*Kutipan Dokumen*
━━━

Ilmu adakalanya bermanfaat bagi seseorang, yaitu ilmu yang diamalkan dan adakalanya tidak bermanfaat, yaitu ilmu yang mendatangkan siksaan. Berikut uraiannya.
Ilmu yang Bermanfaat
Setiap penuntut ilmu mendambakan ilmu yang bermanfaat, baik di dunia maupun di akhirat. Imam Al-Ghazali menerangkan definisi ilmu yang bermanfaat sebagai berikut:
والعلم النافع هو ما يزيد في خوفك من الله تعالى ويزيد في بصيرتك بعيوب نفسك ويزيد في معرفتك بعبادة ربك ويقلل من رغبتك في الدنيا ويزيد في رغبتك في الأخرة ويفتح بصيرتك بآفات أعمالك حتى تحترز منها ويطلعك على مكايد الشيطان وغروره وكيفية تلبيسه على علماء السوء
Artinya: “ilmu yang bermanfaat adalah ilmu yang bisa membuatmu semakin takut kepada Allah SWT, membuatmu semakin jeli melihat aib-aibmu, membuatmu semakin mengenal Tuhanmu dengan dalam kepada-Nya, mengurangi kecintaanmu terhadap dunia, menambah kecintaanmu terdahap akhirat, membuka mata hatimu melihat kekurangan amalmu sehingga engkau berhati-hati dalam beramal, membuatmu mengetahui tipu daya setan dan godaan mereka kepada ulama su.”
Ilmu yang bermanfaat akan membimbing pemiliknya kepada kebaikan, lahir maupun batin, baik di dunia maupun di akhirat. Selama ilmu dimanfaatkannya dengan baik, ia tidak akan menjerumuskan pemiliknya dalam keburukan dan kesesatan.
Ilmu yang Tidak Bermanfaat
Seorang penuntut ilmu seyogyanya memiliki niat dan tekad mengamalkan dan memanfaatkan ilmunya. Menurut Imam Al-Ghazali, apabila seorang enggan mengamalkan ilmunya atau menunda-nunda dalam mengamalkan ilmunya maka telah terkena tipu daya setan.
Tipu daya setan bukan hanya menyasar orang-orang yang bermaksiat, akan tetapi menyasar pula pada orang-orang yang berbuat baik, seperti penuntut ilmu.
Setan akan memperdaya penuntut ilmu dengan berbagai tipu muslihat, salah satunya dengan menyebutkan keutamaan-keutamaan ilmu dan orang yang berilmu. Sedangkan, pada saat yang sama, setan membuatnya lupa tentang ancaman bagi orang-orang yang tidak mengamalkan dan memanfaatkan ilmunya.
Ilmu yang tidak bermanfaat tidak akan bisa menyelamatkan pemiliknya ketika hari kiamat, bahkan sebaliknya, ia akan menjadi sebab bertambahnya siksaan pada hari itu, sebagaimana sabda nabi SAW:
أشد الناس عذابا يوم القيامة عالم لم ينفعه الله بعلمه (رواه الطبراني)

━━━

*Daftar Catatan*
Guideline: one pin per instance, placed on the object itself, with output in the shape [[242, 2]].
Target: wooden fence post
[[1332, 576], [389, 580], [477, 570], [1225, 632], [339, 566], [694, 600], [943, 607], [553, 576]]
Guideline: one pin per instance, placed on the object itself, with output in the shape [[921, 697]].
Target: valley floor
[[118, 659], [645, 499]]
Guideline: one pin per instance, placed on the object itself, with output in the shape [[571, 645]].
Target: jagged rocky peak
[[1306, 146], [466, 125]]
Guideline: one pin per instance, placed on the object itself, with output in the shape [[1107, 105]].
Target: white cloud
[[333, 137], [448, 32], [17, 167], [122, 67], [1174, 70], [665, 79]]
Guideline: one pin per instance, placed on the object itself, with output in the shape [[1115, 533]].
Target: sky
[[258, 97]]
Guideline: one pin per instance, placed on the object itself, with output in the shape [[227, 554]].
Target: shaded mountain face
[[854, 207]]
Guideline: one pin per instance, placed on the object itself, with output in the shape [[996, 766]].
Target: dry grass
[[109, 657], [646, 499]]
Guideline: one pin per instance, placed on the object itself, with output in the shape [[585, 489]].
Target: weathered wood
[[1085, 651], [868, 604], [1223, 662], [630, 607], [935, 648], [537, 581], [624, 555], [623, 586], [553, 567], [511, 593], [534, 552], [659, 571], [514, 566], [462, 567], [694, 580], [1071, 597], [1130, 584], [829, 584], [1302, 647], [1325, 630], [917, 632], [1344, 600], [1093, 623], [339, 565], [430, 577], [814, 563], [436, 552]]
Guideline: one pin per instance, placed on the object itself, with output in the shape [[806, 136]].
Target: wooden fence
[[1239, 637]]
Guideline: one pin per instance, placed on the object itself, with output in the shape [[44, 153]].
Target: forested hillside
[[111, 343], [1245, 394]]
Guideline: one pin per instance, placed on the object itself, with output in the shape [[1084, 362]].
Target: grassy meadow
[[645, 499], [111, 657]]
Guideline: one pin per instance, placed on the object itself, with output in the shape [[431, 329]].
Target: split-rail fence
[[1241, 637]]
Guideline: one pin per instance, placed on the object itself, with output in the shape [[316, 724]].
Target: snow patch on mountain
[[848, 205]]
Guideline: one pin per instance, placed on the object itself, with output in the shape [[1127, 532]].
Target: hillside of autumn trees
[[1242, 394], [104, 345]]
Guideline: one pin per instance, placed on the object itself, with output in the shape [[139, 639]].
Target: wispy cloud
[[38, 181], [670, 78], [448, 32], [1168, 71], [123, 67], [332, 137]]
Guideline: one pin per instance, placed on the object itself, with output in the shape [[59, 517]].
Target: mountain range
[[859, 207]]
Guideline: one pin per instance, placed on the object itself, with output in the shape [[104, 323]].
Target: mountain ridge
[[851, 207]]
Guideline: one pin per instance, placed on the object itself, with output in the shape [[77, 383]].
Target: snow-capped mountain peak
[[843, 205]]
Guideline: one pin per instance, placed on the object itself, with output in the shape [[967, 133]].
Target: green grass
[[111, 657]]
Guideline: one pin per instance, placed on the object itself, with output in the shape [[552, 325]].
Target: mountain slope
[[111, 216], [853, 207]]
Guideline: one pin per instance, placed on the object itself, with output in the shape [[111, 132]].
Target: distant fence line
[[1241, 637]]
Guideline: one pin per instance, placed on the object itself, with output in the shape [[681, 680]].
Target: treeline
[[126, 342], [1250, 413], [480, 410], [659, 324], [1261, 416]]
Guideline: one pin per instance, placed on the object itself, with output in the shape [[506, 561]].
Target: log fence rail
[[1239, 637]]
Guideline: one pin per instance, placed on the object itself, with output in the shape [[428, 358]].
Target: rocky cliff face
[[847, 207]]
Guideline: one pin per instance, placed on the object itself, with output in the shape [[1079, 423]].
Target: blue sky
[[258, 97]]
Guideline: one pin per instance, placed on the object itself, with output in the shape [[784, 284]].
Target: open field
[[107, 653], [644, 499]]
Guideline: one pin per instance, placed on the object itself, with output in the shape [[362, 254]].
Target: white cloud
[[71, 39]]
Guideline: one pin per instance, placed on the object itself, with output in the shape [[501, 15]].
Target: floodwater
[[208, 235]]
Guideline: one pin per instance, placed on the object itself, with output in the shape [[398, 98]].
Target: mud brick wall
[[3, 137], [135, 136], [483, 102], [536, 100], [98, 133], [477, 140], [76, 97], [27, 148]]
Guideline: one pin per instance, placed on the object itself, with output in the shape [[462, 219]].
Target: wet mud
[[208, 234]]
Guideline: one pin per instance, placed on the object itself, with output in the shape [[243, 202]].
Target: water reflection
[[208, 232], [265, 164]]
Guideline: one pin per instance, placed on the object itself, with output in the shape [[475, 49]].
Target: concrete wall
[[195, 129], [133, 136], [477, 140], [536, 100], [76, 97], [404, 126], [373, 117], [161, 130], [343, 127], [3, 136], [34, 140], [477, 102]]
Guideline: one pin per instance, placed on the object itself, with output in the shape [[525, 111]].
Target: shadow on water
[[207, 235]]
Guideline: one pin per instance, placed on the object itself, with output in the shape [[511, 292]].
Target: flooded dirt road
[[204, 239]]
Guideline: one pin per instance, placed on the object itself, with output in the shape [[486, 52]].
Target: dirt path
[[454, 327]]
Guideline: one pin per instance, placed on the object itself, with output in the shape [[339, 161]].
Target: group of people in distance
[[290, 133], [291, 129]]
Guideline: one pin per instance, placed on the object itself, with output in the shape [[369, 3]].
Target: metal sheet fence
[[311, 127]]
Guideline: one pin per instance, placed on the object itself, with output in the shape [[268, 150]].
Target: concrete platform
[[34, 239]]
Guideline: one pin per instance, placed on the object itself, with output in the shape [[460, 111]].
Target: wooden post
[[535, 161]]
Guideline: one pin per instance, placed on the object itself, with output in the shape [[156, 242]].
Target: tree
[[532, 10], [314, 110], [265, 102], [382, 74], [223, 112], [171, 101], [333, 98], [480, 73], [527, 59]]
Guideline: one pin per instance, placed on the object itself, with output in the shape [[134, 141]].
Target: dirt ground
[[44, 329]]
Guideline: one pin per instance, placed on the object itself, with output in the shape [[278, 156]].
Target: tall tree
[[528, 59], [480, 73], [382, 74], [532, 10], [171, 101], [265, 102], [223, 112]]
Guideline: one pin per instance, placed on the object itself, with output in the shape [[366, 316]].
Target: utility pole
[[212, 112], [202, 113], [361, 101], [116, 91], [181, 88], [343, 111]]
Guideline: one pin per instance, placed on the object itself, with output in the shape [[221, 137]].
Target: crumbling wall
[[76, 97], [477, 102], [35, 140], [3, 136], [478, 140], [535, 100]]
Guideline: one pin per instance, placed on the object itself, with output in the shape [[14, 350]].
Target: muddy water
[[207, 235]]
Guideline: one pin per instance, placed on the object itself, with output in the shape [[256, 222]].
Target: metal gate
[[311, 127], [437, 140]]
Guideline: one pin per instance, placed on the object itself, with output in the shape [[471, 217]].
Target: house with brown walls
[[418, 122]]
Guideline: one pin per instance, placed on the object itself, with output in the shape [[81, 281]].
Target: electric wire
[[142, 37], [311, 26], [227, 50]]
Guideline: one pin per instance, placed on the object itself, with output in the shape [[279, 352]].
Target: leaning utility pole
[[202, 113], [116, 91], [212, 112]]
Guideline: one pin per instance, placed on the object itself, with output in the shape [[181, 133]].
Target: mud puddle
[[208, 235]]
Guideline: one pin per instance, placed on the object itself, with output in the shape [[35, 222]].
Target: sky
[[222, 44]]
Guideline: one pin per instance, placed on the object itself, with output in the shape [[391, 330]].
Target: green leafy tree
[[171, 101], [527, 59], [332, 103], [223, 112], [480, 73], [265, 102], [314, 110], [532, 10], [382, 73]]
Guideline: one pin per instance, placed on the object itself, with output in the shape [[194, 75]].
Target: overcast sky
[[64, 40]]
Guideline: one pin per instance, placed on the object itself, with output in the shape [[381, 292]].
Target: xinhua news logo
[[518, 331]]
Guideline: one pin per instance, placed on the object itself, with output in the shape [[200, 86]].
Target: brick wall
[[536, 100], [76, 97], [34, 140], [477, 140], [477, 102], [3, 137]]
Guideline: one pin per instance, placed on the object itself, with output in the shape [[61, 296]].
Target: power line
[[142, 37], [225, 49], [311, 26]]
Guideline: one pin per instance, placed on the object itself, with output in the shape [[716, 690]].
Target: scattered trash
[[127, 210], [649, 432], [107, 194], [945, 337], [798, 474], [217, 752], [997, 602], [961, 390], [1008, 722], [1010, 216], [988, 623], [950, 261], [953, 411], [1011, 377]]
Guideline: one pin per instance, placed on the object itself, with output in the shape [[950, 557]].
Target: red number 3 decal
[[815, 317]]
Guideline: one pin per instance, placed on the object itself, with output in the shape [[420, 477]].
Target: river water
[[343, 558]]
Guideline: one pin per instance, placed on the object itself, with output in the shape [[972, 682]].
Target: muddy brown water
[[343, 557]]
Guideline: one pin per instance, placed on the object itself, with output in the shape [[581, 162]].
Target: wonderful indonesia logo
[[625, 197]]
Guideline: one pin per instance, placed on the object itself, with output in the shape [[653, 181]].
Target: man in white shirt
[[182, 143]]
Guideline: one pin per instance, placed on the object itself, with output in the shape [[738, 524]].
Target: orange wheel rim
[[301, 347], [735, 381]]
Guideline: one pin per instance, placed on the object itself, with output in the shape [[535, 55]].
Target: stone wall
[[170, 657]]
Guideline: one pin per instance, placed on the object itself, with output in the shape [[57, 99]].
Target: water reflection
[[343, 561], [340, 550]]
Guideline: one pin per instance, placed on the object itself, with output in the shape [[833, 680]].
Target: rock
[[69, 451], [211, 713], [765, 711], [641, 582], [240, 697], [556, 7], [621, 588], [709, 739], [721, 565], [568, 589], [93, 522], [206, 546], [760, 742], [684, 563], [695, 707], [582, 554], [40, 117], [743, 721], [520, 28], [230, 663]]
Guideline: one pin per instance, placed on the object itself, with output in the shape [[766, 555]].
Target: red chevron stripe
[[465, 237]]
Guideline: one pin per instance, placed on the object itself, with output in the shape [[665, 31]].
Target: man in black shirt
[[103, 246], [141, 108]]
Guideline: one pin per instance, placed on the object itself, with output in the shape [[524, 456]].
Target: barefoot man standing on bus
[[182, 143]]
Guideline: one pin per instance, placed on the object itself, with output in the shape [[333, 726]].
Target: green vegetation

━━━

*Petunjuk Latihan*
Lanjutkan tulisan tentang ilmu yang bermanfaat dan yang tidak bermanfaat mulai dari bagian terakhirnya. Catatan tersebut diambil dari sumber yang berbeda.

*Hasil Latihan*
Artinya: “manusia yang siksaannya paling berat adalah orang yang berilmu yang tidak diberikan kemanfaatan oleh Allah pada ilmunya,” (HR. At-Thabrani).
Maksud dari ilmu yang tidak diberikan kemanfaatan oleh Allah adalah ilmu yang tidak diamalkan dan tidak dimanfaatkan dengan semestinya. Sebagaimana disebutkan oleh Imam Al-Ghazali dalam kitabnya Bidayah Al-Hidayah:
ويل للجاهل حيث لم يتعلم مرة واحدة وويل للعالم حيث لم يعمل بما علم الف مرة
Artinya: “celakalah orang bodoh yang tidak belajar satu kalipun selama hidupnya,dan celakalah pula orang yang berilmu yang tidak mengamalkan ilmu seribu kali.”
Selain itu, Imam Al-Ghazali mengingatkan suatu hadis tentang ilmu yang tidak mendatangkan hidayah. Nabi SAW bersabda:
من ازداد علما و لم يزدد هدى لم يزدد من الله الا بعدا
Artinya: “barangsiapa yang bertambah ilmunya akan tetapi tidak bertambah hidayahnya, maka ia semakin bertambah jauh dari Allah SWT.”
Tidak ada siksaan yang lebih berat, baik di dunia maupun di akhirat, kecuali jauh dari Allah SWT. Ilmu yang bermanfaat seyogyanya bisa mendatangkan hidayah kepada pemiliknya sehingga ia bisa semakin dekat dengan Allah SWT.
Memanfaatkan ilmu tidak cukup hanya dengan mengajarkannya kepada orang lain sedangkan ia tidak mengamalkannya untuk dirinya sendiri. Ketika peristiwa isra wal mi’raj, nabi SAW diperlihatkan sekumpulan orang yang disiksa dengan memotong lidahnya sendiri.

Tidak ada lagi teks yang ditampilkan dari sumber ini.